__PAGE EXCERPT__:
# track wiring for mth engine



## katieed (Feb 14, 2010)

i just started working in G gauge, my previous experience is with O.
i recently bought an mth G gauge GG-1, the instructions say that it can run on AC or DC.
i was hoping to run it on an extra mth AC transformer that i have for my O guage.
the engine has proto sound 2.0 so i figured it would access all the sounds and features with out adding a remote.

the problem:
in the instruction it lists the mth z 1000 (the one i want to use) and others as compatibile ac transformers.
the instructions manual says to connect the red terminal to the center track and the black to the outside track.
am i missing something, what is the proper wiring scheme for this engine in AC?
are there any other switches that need to be thrown, etc.
thanks,
ed


----------



## SteveC (Jan 2, 2008)

Ed

Personally I don't know much about MTH, however, the one individual that has a real good handle on it is MLS user rayman4449. I'm sure he'll answer your post, but until then you might find your answer on Rays web site, link following.

__REQUESTS__:
**A.** Summarize the track wiring thread in two sentences.
**B.** In the track wiring thread, what experience did the poster have before starting in G gauge?
**C.** Copy everything in the track wiring thread from "## katieed (Feb" down to "be thrown, etc.".
The listing after the thread plays no part in this work.

__PROVIDED MATERIAL__:
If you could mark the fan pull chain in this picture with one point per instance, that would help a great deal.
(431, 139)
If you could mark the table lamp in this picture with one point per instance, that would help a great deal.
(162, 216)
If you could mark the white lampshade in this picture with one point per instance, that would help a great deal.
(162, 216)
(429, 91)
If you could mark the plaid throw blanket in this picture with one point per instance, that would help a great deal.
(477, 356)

* * *

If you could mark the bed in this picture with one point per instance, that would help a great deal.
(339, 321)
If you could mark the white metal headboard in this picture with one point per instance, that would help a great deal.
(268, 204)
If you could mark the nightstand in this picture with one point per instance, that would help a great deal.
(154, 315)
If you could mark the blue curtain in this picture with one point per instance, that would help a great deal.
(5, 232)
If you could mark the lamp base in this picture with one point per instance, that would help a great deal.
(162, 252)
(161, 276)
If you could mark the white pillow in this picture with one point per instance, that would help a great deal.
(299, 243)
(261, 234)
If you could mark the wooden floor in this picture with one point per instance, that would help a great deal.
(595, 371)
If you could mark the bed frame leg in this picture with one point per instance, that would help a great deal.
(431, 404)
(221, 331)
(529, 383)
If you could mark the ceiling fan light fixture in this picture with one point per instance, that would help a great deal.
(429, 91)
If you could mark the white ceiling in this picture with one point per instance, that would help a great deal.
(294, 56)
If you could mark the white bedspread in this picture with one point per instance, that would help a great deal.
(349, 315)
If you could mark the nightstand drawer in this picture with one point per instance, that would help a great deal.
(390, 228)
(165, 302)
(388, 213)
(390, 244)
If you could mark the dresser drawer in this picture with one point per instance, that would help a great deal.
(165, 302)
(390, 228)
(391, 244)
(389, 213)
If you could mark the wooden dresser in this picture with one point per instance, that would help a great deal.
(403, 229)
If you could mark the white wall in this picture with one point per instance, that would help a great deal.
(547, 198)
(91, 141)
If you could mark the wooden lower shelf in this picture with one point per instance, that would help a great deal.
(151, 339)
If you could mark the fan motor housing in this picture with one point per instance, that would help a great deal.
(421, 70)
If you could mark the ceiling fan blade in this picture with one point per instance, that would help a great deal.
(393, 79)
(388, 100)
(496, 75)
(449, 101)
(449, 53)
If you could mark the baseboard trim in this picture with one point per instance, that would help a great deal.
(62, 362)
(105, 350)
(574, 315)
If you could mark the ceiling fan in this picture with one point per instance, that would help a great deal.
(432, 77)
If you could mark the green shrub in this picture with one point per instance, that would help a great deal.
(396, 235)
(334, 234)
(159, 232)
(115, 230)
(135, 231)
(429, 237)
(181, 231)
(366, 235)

__SOLVED TASKS__:
**A.** A poster moving from O gauge to G gauge bought an MTH G gauge GG-1 with Proto Sound 2.0 and wants to run it on an MTH Z 1000 AC transformer. The manual says to connect the red terminal to the center track and the black to the outside track, so the poster asks for the proper AC wiring, and a reply suggests that MLS user rayman4449 or his web site may have the answer.

**B.** The poster's previous experience was with O gauge.

**C.**
## katieed (Feb 14, 2010)

i just started working in G gauge, my previous experience is with O.
i recently bought an mth G gauge GG-1, the instructions say that it can run on AC or DC.
i was hoping to run it on an extra mth AC transformer that i have for my O guage.
the engine has proto sound 2.0 so i figured it would access all the sounds and features with out adding a remote.

the problem:
in the instruction it lists the mth z 1000 (the one i want to use) and others as compatibile ac transformers.
the instructions manual says to connect the red terminal to the center track and the black to the outside track.
am i missing something, what is the proper wiring scheme for this engine in AC?
are there any other switches that need to be thrown, etc.